§ **Goal**:
Please write out the records word for word, from their very first line through the line containing "176,50 -> 190,78", with both of those lines included.

>> Start Listing

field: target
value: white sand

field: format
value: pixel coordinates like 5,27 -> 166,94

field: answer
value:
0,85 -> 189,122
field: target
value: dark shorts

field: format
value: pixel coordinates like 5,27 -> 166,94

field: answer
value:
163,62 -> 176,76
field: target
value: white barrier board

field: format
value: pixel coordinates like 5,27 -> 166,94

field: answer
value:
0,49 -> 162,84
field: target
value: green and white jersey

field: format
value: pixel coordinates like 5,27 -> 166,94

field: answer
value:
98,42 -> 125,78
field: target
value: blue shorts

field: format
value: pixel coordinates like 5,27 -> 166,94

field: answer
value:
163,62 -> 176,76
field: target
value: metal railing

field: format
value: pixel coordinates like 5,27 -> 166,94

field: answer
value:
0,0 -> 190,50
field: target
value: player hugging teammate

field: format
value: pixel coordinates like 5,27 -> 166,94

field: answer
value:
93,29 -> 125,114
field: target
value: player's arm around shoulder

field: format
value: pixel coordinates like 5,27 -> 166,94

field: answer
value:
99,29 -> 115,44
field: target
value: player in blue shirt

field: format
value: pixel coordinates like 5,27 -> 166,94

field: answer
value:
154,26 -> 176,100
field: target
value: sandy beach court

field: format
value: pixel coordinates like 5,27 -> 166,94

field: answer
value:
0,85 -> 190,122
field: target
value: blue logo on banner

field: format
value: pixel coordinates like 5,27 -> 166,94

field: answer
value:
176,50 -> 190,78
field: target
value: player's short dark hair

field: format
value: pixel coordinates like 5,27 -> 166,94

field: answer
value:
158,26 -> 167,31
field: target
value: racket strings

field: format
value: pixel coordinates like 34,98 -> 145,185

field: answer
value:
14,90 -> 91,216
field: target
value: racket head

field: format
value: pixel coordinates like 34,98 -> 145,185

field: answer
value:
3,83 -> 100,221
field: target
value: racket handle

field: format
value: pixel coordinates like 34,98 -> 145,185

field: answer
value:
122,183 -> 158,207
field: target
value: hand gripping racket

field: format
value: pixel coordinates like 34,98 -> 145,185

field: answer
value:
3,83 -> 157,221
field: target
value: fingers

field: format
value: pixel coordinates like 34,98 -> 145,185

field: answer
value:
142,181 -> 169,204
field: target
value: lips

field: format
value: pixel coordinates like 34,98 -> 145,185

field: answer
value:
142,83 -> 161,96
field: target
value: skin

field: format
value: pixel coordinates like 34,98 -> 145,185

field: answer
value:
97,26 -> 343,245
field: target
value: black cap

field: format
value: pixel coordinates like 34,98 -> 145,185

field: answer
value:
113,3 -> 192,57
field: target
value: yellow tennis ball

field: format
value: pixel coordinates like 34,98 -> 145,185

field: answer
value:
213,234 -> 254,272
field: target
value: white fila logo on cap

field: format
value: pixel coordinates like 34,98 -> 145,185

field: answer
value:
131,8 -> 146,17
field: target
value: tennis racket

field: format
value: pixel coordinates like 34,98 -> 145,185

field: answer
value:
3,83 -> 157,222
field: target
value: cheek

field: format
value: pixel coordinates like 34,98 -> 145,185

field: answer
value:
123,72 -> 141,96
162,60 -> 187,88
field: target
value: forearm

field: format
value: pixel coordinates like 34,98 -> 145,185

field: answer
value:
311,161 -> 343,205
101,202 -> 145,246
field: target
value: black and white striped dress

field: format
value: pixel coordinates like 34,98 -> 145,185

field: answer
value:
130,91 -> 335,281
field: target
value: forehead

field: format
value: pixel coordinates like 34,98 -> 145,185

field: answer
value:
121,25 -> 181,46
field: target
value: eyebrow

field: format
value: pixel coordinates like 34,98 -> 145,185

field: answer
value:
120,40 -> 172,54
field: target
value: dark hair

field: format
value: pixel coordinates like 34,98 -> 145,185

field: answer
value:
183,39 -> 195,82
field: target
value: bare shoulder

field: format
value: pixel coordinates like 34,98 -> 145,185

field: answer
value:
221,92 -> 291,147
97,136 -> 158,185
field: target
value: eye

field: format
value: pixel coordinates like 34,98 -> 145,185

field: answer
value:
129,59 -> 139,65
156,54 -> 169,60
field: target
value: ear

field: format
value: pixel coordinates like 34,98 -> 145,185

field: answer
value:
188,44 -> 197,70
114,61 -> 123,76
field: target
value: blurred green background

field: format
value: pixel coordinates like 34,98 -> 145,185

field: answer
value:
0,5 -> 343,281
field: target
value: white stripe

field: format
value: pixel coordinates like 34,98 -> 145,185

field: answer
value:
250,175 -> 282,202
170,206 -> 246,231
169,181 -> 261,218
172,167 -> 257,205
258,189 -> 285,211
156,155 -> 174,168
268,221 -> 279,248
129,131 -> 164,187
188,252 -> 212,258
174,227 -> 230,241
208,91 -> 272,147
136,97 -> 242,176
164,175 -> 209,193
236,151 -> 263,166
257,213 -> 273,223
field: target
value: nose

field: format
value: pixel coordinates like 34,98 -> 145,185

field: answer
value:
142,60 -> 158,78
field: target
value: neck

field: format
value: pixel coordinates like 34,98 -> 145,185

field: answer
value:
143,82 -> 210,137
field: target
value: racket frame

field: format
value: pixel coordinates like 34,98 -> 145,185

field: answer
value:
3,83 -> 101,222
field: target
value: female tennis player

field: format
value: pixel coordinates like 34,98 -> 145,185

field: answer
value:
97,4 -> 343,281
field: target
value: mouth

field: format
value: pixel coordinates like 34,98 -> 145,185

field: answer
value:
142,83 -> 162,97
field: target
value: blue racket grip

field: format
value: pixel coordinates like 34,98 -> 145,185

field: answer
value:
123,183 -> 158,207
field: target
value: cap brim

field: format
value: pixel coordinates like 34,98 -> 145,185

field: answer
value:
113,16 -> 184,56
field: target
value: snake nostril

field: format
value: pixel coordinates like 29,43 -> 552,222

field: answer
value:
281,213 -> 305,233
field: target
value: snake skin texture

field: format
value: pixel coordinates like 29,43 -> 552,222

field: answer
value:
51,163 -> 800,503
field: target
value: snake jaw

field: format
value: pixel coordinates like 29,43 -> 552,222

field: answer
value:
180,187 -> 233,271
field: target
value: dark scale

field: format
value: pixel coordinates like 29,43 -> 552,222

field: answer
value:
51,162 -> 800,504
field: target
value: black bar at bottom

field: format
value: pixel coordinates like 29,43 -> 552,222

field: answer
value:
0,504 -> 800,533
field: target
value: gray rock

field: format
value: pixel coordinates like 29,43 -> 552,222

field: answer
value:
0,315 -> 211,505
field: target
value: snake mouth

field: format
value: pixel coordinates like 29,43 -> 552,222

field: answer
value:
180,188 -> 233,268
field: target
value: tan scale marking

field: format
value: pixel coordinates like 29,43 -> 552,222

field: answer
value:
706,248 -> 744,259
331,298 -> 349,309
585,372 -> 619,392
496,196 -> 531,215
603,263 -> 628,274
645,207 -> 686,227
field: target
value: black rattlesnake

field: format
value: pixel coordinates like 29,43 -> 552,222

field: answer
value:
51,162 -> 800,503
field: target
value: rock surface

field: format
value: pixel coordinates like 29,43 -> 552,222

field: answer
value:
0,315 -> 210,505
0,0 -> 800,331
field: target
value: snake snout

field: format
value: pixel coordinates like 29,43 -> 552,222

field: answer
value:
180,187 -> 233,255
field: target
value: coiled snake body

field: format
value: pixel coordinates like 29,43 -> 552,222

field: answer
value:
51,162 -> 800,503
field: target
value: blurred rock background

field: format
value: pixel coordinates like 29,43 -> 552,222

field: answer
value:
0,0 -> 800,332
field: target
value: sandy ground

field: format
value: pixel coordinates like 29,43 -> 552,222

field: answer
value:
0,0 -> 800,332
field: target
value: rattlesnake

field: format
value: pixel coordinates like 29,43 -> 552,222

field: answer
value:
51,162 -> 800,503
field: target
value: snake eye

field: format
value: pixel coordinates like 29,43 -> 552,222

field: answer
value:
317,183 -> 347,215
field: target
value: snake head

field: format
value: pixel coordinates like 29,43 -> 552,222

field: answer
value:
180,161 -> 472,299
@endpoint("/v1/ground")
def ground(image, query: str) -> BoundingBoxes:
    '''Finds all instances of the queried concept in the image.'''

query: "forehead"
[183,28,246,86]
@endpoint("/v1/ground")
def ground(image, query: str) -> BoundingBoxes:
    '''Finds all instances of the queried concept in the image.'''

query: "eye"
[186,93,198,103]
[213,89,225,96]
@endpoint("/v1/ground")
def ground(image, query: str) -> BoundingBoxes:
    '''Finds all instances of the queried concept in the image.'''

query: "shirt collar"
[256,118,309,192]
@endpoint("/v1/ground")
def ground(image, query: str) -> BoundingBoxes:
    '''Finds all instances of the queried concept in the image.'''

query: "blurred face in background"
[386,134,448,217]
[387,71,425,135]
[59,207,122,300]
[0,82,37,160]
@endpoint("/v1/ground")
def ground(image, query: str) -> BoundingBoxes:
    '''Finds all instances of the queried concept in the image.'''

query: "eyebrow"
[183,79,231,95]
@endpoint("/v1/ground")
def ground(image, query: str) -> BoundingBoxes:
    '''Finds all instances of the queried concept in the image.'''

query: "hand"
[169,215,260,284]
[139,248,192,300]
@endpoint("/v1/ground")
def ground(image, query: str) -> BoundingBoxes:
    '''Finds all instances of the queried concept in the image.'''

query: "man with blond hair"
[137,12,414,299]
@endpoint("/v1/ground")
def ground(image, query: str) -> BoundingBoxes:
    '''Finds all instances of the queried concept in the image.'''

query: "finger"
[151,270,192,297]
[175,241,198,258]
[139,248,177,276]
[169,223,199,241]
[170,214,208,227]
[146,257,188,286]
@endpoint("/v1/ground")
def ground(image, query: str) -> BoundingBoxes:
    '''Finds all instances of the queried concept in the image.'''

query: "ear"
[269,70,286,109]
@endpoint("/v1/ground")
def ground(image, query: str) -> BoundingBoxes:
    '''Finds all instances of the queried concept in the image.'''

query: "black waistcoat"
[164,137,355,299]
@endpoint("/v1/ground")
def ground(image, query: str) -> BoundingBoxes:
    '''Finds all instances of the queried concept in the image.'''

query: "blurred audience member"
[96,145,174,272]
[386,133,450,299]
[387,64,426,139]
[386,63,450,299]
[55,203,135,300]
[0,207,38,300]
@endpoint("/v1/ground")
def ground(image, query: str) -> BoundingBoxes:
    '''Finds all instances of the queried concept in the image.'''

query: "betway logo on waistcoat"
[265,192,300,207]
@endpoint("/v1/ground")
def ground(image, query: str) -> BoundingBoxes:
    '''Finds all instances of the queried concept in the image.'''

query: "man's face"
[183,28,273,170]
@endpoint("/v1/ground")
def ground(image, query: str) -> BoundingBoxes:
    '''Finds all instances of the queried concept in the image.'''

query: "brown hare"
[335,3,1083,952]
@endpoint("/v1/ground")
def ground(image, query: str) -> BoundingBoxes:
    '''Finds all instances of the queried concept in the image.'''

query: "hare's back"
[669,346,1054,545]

>> End Listing

§ **Solution to this problem**:
field: target
value: white sand

field: format
value: pixel coordinates like 5,27 -> 166,94

field: answer
value:
0,85 -> 189,122
field: target
value: dark shorts

field: format
value: pixel coordinates like 5,27 -> 166,94

field: answer
value:
163,62 -> 176,76
field: target
value: white barrier board

field: format
value: pixel coordinates like 5,27 -> 166,94

field: answer
value:
0,49 -> 162,84
field: target
value: green and white jersey

field: format
value: pixel coordinates like 5,27 -> 166,94

field: answer
value:
98,42 -> 125,78
field: target
value: blue shorts

field: format
value: pixel coordinates like 5,27 -> 166,94

field: answer
value:
163,62 -> 176,76
field: target
value: metal railing

field: format
value: pixel coordinates like 5,27 -> 166,94

field: answer
value:
0,0 -> 190,50
field: target
value: player hugging teammate

field: format
value: pixel coordinates like 5,27 -> 166,94

field: answer
value:
93,29 -> 125,114
field: target
value: player's arm around shoulder

field: format
value: pixel coordinates like 5,27 -> 166,94

field: answer
value:
99,29 -> 115,44
field: target
value: player in blue shirt

field: format
value: pixel coordinates like 5,27 -> 166,94

field: answer
value:
154,26 -> 176,100
field: target
value: sandy beach court

field: format
value: pixel coordinates like 5,27 -> 166,94

field: answer
value:
0,85 -> 190,122
field: target
value: blue logo on banner

field: format
value: pixel coordinates like 5,27 -> 166,94

field: answer
value:
176,50 -> 190,78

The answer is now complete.